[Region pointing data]
=====
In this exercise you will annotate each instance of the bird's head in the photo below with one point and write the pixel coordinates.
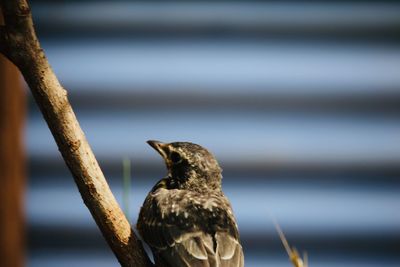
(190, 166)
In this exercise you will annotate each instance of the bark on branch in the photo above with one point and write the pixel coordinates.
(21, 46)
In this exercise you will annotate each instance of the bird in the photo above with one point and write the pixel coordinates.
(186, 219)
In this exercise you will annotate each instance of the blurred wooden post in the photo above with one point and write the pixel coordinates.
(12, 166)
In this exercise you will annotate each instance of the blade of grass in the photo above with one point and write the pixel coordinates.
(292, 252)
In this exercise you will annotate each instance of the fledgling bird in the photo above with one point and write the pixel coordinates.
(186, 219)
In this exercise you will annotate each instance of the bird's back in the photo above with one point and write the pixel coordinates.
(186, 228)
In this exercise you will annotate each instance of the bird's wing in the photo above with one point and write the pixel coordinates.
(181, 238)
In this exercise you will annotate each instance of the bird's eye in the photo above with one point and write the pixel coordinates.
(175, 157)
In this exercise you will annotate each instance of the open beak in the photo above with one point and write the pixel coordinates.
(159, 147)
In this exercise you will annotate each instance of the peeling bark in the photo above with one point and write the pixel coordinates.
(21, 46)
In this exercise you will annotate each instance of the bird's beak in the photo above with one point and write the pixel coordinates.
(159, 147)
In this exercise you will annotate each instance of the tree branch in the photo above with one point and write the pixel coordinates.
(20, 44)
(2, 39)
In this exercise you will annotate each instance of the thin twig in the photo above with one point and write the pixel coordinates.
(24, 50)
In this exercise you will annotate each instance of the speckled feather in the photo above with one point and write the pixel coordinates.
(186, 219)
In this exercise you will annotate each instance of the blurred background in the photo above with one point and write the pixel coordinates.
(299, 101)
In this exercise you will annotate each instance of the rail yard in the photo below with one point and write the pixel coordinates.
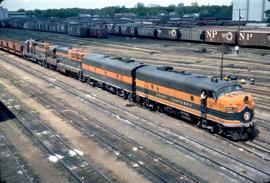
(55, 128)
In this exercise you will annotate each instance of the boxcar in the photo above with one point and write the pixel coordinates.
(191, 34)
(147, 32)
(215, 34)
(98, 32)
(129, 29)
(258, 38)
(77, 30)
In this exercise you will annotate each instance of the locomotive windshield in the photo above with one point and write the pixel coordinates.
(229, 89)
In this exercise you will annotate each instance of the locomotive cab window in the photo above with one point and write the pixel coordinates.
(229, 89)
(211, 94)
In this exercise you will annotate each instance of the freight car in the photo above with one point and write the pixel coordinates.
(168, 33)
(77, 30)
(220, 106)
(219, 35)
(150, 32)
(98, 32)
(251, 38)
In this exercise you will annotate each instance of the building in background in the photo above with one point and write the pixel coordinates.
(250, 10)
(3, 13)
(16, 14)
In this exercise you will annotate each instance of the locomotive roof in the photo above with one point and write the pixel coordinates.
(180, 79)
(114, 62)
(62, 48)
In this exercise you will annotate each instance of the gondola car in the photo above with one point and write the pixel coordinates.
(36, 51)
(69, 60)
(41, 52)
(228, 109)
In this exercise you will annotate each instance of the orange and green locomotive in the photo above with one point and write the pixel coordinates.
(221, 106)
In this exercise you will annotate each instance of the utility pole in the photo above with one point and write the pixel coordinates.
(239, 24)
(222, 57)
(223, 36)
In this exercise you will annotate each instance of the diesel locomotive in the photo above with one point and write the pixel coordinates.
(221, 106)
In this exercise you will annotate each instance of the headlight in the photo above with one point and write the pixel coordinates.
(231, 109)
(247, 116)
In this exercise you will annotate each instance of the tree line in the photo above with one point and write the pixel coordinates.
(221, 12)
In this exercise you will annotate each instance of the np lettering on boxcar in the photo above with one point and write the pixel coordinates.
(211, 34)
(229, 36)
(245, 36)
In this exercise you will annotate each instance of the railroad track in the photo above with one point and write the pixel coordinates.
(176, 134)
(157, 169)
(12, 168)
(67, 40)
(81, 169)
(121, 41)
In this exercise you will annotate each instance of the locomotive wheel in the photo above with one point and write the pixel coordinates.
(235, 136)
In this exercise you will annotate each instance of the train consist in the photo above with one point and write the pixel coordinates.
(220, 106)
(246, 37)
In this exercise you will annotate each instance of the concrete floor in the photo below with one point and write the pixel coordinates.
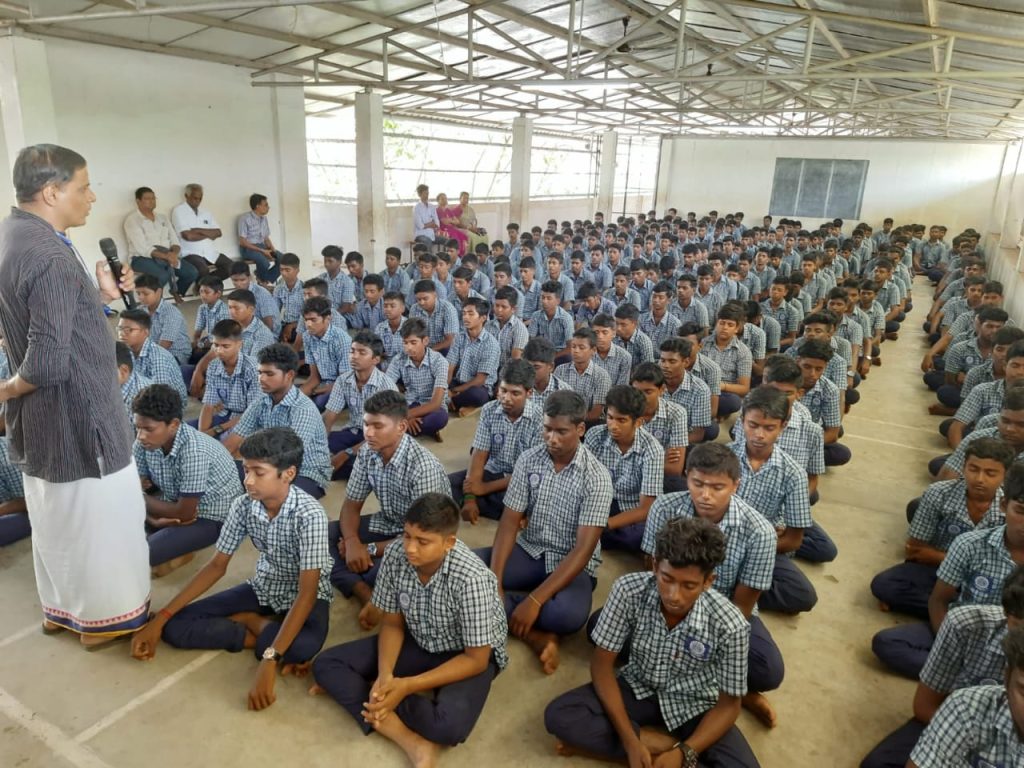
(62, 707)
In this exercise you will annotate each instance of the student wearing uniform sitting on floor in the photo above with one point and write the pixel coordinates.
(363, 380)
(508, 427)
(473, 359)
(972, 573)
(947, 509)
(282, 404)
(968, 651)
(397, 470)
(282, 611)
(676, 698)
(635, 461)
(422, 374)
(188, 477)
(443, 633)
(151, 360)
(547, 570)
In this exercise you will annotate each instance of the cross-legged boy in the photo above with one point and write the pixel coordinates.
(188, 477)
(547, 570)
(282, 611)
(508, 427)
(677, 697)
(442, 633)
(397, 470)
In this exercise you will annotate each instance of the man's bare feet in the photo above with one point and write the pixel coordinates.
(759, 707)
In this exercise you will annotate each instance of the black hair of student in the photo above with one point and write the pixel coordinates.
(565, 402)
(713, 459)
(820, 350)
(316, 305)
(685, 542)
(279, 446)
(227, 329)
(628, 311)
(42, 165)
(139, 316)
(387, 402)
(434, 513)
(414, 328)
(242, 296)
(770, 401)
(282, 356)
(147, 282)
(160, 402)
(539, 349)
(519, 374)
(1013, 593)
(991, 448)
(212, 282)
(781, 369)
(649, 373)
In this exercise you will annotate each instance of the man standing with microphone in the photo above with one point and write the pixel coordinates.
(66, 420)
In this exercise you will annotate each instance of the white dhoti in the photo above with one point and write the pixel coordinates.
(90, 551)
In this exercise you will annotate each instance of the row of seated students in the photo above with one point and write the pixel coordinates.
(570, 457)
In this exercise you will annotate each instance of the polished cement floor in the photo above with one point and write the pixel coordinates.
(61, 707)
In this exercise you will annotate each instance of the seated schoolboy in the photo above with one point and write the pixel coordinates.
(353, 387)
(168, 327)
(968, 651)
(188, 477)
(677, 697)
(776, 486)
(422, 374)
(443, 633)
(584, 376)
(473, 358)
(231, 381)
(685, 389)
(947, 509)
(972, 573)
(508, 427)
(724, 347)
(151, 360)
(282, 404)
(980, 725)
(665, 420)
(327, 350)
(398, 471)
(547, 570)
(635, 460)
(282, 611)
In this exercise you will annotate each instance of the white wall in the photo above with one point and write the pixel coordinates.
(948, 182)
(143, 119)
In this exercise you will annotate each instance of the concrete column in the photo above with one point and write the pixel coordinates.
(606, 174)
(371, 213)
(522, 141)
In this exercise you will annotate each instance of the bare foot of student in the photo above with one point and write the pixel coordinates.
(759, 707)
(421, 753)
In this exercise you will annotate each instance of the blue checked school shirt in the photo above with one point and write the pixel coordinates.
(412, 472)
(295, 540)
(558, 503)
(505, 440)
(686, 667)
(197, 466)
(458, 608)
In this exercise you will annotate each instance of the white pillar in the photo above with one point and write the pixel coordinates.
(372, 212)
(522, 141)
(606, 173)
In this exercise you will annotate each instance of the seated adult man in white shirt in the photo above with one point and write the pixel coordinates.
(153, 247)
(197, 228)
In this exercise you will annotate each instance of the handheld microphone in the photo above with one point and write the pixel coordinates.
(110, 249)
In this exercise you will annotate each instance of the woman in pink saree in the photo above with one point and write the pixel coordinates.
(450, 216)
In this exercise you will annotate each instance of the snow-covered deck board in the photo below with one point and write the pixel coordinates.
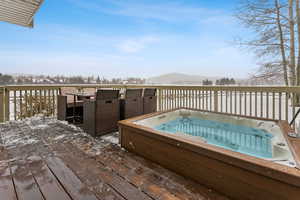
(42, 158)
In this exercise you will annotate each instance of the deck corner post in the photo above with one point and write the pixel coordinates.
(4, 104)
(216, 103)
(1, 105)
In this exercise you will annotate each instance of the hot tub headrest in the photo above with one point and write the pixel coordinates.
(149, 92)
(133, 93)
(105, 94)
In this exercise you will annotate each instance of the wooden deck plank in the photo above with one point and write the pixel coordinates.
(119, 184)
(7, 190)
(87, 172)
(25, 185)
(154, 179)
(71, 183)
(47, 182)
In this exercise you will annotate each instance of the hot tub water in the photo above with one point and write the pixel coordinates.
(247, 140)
=====
Work instructions.
What do the lines above say from the line containing "In this exercise you will annotate each instance of the bare" through the last line? Quote them exactly, both ends included, and leave out the pictures.

Exercise answer.
In this exercise you will annotate each instance of the bare foot of student in the photo above with one point and write the pixel coordinates.
(759, 707)
(421, 753)
In this exercise you will annotate each instance of the blue checked school shirt in the photo above with one point and write the pixel coordinates.
(412, 472)
(295, 540)
(558, 503)
(505, 440)
(686, 667)
(197, 466)
(458, 608)
In this exercise you will annotate each instance of the white pillar in the photo above with one point and write the pixel coordinates.
(372, 212)
(522, 141)
(606, 173)
In this exercise you will annotate each instance of the seated adult man in white shirt in the photo above with one point and write the pixel coordinates.
(153, 247)
(197, 228)
In this exercise you will annotate each instance of the handheld microphone in the photo above with one point and write the pixel coordinates.
(110, 249)
In this exercise you will annotate each instance of the woman in pink saree in the photo above with one point and write the pixel coordinates.
(450, 216)
In this exercise you will annotate each instance of the snow-covered deck board in the photo below with one point and write the pixel coordinates.
(42, 158)
In this exercise you will annotate each instance of the deck corner post in the photo above with one point and write the pixel coordinates.
(4, 104)
(216, 103)
(1, 105)
In this exercise you will annotate each instance of the hot tub headrest in the photo above with one point and write the pixel coordinates.
(149, 92)
(133, 93)
(105, 94)
In this exercise you will annotate each instance of the wooden deck plank in the photo above with one point and write the pixel coordinates.
(119, 184)
(7, 190)
(87, 172)
(25, 185)
(154, 179)
(71, 183)
(47, 182)
In this exercise you will annotate each instance of the hot tub water in the photo above with one point and write the pixel coordinates.
(247, 140)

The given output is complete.